- [Input material]:
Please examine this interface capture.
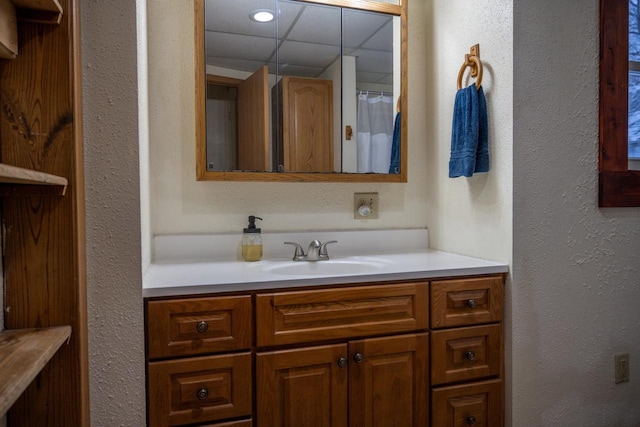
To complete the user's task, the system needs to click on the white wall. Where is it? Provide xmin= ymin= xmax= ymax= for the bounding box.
xmin=513 ymin=0 xmax=640 ymax=425
xmin=147 ymin=0 xmax=429 ymax=237
xmin=424 ymin=0 xmax=513 ymax=262
xmin=82 ymin=0 xmax=146 ymax=425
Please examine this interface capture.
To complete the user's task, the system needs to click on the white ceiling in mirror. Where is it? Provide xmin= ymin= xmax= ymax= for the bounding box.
xmin=285 ymin=4 xmax=340 ymax=46
xmin=362 ymin=20 xmax=393 ymax=51
xmin=205 ymin=0 xmax=278 ymax=37
xmin=206 ymin=32 xmax=276 ymax=62
xmin=204 ymin=0 xmax=394 ymax=83
xmin=342 ymin=10 xmax=391 ymax=49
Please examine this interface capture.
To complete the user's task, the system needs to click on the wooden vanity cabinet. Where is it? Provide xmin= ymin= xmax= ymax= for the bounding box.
xmin=255 ymin=282 xmax=430 ymax=427
xmin=145 ymin=274 xmax=505 ymax=427
xmin=256 ymin=334 xmax=429 ymax=427
xmin=146 ymin=296 xmax=254 ymax=427
xmin=430 ymin=276 xmax=505 ymax=427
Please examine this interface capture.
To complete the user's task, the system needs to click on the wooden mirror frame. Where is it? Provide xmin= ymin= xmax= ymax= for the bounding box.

- [Task statement]: Give the data again exactly as it appears, but without any images.

- [Completed exercise]:
Please examine this interface capture.
To complete the user's task, the system needs to click on the white wall. Where is it? Provide xmin= ymin= xmax= ymax= for the bounding box.
xmin=513 ymin=0 xmax=640 ymax=425
xmin=147 ymin=0 xmax=429 ymax=237
xmin=424 ymin=0 xmax=513 ymax=262
xmin=82 ymin=0 xmax=146 ymax=425
Please examine this interface capture.
To complete the user's task, the system needs to click on the white ceiling in mirror. Where is it? Provide xmin= ymin= xmax= ymax= for the bounding box.
xmin=285 ymin=4 xmax=340 ymax=46
xmin=362 ymin=20 xmax=393 ymax=51
xmin=205 ymin=0 xmax=278 ymax=37
xmin=206 ymin=32 xmax=276 ymax=62
xmin=204 ymin=0 xmax=394 ymax=83
xmin=342 ymin=10 xmax=391 ymax=49
Please examine this interface capture.
To complete the user's task, the system needs to click on the wooden vanity cabinet. Where is it? Provide xmin= ymin= xmax= ymax= for the bounding box.
xmin=255 ymin=282 xmax=430 ymax=427
xmin=145 ymin=274 xmax=505 ymax=427
xmin=256 ymin=334 xmax=429 ymax=427
xmin=146 ymin=296 xmax=254 ymax=427
xmin=430 ymin=276 xmax=505 ymax=427
Please examine this interface capture.
To complete the user's task, the system needs to click on the wooden mirror frame. Where is it? Provide xmin= ymin= xmax= ymax= for the bounding box.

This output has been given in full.